• Work to complete:
(A) Rewrite the passage on mammoth cloning from "Hwang Woo-Suk is" up to and including "back to life.", changing "wooly mammoth" to "woolly mammoth".
(B) Answer these questions using the passage on mammoth cloning:
(i) Where was Hwang Woo-Suk drilling cells from mammoth bones last week?
(ii) At which university does George Church work?
(iii) According to George Church, what is the problem with mammoths?

[Selected passage Boundary: Start]

This Bad-Boy Geneticist Wants to Clone a Mammoth

Hwang Woo-Suk is the bad boy of genetics. He's most famous for falsely claiming to have cloned human stem cells. This is, you can imagine, very bad in science. Yet last week, the South Korean researcher was in Siberia, drilling cells from the bones of a 28,000 year-old frozen wooly mammoth. The bones are the only place Hwang is going to find the DNA he needs to bring a mammoth back to life.

Hwang's plan is probably doomed. Not because it's impossible—plenty of the world's best biologists are convinced that cloning a mammoth is just a matter of putting the right minds to work with the right technologies. Even most critics are more concerned with "should we" than "could we" at this point. The problem with Hwang's particular approach is it requires an intact strand of mammoth DNA. And every single strand of DNA in every single frozen mammoth carcass was almost certainly wrecked thousands of years ago by waves of cosmic radiation.

Cosmic energy is trying to rip apart your DNA, too. Also your dog, that tree, the mites on your face, and the all the elephants still alive in Africa. They're all under constant genetic assault from ultraviolet energy. But with life comes enzymes that constantly scuttle up and down your body's trillions of double helices, proofreading them for errors. "The reason you can have 1000-year-old plants is because they are repairing their DNA every single day," says George Church, a geneticist at Harvard who is also working on reviving the mammoth with the Long Now Foundation. "The problem with mammoths isn't freezing. The problem is ionizing cosmic radiation. Some of the samples are perfectly frozen—they stay frozen—but the DNA is completely trashed, and I've never seen researchers address that."

[Selected passage Boundary: End]
[Data under study Boundary: Start]

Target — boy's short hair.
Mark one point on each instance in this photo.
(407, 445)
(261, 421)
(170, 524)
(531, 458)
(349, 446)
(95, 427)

[Data under study Boundary: End]

• Set of answers:
(A)
Hwang Woo-Suk is the bad boy of genetics. He's most famous for falsely claiming to have cloned human stem cells. This is, you can imagine, very bad in science. Yet last week, the South Korean researcher was in Siberia, drilling cells from the bones of a 28,000 year-old frozen woolly mammoth. The bones are the only place Hwang is going to find the DNA he needs to bring a mammoth back to life.

(B)
(i) In Siberia.
(ii) Harvard.
(iii) Ionizing cosmic radiation.